» Material for this exercise:
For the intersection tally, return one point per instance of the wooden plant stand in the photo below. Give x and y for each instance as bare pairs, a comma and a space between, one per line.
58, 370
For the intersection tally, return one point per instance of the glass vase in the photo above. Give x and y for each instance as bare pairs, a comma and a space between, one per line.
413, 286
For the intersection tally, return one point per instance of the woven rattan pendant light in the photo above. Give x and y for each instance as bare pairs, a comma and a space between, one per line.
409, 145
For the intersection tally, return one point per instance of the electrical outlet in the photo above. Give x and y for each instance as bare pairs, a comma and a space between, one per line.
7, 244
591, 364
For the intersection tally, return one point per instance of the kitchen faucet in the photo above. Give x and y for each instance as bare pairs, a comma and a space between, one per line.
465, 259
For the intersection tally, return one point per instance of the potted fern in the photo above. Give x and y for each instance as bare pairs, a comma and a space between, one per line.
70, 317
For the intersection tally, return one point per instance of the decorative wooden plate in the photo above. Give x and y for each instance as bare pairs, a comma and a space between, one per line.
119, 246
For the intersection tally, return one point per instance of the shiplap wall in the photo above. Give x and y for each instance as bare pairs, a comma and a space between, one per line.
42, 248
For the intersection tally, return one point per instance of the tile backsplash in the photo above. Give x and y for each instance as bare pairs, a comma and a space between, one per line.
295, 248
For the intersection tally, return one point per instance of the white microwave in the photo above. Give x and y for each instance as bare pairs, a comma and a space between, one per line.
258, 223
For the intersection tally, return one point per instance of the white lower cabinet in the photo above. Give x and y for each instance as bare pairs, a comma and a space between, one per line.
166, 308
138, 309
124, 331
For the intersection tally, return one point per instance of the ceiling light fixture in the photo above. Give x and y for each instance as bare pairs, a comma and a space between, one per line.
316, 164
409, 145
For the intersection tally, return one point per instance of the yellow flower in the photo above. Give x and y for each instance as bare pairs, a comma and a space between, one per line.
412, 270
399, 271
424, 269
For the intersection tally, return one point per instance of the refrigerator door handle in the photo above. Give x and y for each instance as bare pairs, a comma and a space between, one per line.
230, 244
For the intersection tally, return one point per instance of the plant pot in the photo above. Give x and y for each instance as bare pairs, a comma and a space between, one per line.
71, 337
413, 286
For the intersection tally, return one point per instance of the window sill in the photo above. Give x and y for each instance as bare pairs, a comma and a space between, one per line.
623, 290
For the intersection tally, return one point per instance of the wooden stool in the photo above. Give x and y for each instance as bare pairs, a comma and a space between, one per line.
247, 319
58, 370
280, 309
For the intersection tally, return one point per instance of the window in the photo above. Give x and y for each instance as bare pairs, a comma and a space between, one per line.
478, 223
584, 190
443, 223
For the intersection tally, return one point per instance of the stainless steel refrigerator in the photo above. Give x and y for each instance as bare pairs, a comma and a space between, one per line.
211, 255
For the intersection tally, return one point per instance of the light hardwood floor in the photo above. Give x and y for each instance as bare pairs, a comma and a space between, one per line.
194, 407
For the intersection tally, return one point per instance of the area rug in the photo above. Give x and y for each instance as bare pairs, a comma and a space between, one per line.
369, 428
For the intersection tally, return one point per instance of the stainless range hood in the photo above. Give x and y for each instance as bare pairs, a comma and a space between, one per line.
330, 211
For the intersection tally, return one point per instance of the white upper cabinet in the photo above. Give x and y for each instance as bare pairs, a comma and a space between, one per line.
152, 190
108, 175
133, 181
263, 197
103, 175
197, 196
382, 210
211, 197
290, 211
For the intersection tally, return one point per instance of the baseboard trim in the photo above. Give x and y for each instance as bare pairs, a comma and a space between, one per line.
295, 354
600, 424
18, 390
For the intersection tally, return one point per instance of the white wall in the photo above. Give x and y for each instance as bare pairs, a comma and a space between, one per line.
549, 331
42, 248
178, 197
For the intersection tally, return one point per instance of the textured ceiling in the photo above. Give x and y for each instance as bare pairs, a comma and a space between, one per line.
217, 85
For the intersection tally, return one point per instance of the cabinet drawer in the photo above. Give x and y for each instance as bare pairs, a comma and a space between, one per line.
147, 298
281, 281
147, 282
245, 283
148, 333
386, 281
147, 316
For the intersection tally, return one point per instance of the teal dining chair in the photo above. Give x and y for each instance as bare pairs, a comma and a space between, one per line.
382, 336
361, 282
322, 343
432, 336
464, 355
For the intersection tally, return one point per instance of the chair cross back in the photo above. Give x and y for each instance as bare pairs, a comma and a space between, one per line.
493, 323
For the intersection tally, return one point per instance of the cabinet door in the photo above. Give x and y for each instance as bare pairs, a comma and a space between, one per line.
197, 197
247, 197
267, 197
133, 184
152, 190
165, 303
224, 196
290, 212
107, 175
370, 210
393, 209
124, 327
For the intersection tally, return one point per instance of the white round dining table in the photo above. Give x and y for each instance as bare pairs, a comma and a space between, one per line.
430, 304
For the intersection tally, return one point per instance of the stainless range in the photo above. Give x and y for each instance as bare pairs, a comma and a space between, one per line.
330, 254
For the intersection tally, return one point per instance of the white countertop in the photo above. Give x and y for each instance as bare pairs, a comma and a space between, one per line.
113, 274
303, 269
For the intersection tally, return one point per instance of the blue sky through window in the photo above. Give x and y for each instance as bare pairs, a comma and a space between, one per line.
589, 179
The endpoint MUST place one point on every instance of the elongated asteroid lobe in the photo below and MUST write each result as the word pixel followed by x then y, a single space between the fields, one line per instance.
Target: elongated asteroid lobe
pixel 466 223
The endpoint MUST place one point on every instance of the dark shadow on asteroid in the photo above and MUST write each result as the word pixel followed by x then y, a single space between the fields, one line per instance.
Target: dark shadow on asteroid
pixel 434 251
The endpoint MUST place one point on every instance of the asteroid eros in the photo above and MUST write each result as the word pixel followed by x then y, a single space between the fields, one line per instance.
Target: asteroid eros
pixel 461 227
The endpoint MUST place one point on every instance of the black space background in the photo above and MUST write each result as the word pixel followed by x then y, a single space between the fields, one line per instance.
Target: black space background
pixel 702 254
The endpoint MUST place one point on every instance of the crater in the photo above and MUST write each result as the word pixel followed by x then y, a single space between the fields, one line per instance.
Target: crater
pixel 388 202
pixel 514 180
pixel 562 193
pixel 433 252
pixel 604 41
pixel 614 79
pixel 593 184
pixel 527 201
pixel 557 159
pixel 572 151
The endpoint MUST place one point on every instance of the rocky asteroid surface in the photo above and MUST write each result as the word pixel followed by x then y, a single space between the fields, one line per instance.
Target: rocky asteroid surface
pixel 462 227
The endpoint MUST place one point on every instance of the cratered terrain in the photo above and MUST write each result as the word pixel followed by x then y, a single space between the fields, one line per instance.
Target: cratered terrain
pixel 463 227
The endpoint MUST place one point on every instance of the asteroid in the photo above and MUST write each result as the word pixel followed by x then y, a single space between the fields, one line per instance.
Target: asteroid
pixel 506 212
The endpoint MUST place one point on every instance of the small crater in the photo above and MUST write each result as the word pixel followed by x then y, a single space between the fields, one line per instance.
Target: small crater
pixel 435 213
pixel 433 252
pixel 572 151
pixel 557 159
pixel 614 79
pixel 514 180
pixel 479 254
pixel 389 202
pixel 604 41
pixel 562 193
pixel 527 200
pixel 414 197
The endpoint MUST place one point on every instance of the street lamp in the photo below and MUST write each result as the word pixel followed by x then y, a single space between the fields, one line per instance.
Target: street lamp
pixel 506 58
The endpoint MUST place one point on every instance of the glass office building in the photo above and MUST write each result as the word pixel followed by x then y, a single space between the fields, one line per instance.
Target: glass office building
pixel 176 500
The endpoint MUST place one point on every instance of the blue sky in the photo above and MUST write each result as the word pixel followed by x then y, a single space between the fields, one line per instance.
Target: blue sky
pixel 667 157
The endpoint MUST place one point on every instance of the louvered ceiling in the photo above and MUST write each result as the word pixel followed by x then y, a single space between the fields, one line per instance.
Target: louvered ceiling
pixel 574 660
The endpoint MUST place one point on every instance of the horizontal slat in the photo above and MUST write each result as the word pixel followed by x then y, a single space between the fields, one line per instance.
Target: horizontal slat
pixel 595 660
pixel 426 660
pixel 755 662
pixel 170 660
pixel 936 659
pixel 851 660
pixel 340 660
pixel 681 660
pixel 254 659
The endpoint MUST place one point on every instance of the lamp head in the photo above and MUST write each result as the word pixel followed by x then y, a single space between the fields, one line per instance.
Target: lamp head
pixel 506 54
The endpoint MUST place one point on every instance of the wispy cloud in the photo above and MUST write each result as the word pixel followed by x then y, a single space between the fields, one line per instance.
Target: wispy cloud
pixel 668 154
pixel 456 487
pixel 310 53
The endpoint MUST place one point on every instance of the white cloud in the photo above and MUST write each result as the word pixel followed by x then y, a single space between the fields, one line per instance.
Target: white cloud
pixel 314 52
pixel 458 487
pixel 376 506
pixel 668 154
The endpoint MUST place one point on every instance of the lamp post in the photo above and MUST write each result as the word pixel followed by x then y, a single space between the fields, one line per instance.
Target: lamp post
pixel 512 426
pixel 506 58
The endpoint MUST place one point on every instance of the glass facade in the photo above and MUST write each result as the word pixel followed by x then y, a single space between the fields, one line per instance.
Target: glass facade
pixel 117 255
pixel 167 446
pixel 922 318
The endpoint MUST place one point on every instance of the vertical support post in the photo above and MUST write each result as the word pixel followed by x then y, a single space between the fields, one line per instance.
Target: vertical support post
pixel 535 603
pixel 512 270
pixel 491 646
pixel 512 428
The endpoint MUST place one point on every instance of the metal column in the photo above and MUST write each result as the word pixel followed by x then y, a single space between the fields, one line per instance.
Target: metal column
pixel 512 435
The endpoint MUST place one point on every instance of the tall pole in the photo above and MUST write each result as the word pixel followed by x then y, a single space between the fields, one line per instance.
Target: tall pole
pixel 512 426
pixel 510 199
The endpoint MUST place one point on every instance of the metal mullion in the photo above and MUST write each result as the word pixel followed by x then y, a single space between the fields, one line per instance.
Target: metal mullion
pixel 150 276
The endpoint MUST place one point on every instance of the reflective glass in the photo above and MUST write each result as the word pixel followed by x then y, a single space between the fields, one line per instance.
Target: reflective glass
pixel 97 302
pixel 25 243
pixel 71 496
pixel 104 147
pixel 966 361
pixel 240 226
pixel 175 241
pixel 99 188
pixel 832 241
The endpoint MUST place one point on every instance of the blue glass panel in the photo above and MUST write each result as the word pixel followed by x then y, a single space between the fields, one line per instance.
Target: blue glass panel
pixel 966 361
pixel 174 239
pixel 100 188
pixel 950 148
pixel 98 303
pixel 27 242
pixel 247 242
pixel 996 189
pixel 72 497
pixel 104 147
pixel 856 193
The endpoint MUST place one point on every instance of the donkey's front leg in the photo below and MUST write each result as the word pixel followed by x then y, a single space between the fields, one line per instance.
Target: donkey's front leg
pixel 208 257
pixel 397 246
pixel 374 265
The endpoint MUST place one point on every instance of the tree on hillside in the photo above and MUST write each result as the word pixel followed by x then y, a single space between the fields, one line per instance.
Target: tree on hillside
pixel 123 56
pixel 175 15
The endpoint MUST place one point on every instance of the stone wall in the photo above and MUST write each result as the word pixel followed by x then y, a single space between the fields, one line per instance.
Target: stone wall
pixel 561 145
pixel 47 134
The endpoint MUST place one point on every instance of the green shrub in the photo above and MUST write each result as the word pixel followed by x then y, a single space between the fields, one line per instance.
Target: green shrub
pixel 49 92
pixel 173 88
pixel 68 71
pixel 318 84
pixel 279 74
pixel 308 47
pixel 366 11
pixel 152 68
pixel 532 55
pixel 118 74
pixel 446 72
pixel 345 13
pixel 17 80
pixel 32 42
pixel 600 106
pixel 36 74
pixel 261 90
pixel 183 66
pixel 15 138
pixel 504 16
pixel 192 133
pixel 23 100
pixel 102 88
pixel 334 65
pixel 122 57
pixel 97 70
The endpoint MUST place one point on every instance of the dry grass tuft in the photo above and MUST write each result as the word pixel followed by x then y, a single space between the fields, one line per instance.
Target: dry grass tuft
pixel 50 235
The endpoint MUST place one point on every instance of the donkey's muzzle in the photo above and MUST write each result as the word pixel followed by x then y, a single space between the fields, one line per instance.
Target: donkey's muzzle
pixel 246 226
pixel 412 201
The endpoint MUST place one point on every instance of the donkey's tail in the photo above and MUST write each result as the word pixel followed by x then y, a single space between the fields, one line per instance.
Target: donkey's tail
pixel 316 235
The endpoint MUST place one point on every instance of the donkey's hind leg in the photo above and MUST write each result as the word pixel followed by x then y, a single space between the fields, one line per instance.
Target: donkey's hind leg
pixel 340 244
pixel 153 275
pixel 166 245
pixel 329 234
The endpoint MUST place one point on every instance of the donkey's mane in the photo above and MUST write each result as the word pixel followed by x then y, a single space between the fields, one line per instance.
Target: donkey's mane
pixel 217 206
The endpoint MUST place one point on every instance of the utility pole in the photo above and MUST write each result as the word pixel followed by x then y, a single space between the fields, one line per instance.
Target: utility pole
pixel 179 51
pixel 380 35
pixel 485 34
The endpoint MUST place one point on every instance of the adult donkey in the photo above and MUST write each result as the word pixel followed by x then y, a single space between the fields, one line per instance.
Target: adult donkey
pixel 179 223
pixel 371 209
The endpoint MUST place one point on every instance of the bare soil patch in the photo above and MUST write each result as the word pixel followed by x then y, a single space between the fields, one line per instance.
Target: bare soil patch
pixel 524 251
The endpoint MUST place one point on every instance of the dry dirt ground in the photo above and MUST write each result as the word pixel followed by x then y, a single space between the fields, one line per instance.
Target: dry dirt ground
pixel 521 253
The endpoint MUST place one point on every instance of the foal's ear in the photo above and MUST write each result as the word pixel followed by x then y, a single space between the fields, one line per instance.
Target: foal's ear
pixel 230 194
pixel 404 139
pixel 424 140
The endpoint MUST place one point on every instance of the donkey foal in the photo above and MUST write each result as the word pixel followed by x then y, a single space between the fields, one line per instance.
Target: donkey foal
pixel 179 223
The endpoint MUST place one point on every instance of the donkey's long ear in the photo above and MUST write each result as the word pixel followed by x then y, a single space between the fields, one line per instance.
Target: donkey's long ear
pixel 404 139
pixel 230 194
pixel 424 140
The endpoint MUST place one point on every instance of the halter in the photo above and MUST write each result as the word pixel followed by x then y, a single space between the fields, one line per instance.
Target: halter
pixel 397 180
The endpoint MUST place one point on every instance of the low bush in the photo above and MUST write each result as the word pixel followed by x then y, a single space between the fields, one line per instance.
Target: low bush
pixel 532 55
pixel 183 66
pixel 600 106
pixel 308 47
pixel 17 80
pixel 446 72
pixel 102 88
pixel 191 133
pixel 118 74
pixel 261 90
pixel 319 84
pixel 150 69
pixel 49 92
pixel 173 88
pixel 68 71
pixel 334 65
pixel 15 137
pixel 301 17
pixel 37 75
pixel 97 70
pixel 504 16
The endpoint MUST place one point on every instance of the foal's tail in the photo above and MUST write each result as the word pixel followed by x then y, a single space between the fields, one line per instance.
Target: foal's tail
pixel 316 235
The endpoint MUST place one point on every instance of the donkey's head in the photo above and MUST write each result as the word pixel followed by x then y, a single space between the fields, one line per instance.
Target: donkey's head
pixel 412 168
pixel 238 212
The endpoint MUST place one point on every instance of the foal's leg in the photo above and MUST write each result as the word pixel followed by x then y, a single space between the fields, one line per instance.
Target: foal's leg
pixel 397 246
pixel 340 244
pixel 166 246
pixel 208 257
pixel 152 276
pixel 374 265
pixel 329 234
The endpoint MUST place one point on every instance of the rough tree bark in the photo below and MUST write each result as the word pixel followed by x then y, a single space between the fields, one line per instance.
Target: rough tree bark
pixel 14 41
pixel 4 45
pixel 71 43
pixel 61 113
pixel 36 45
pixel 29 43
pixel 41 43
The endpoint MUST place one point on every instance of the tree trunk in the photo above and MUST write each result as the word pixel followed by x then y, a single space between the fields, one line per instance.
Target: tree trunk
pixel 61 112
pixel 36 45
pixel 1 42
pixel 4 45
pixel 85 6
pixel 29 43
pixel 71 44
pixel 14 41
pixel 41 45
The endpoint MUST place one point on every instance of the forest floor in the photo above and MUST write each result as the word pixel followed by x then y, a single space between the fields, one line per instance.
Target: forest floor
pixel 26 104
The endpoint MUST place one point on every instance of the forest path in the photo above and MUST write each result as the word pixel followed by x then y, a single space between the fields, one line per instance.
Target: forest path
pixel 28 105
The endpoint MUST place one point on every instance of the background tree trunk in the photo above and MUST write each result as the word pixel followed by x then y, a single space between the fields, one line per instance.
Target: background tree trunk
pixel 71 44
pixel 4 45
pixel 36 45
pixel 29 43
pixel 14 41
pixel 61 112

» Exercise brief:
Within the listing above, the range opens at the line with "Target: vertical support post" and closes at the line with "of the reflective". Reproduce exactly the lines of that range, including both ends.

» Output below:
Target: vertical support post
pixel 535 603
pixel 512 270
pixel 491 646
pixel 512 428
The endpoint MUST place one point on every instance of the metal column in the photo above and MUST write each result as the word pixel followed by x then y, a single space between the fields, one line per instance.
Target: metal column
pixel 512 435
The endpoint MUST place one point on every instance of the tall pole in the photo above and MUST write each result as the word pixel followed by x then y, a single space between the fields, one line per instance.
Target: tall pole
pixel 512 426
pixel 510 199
The endpoint MUST place one point on every instance of the metal mullion in the photo above and MUST write each result as the word pixel followed by x then y, a single space between the fields, one line per instance.
Target: metal mullion
pixel 150 276
The endpoint MUST place one point on every instance of the reflective glass in the photo above and MUST write each result as the word pixel followed by x then y, a single space between the fields, one line per instance.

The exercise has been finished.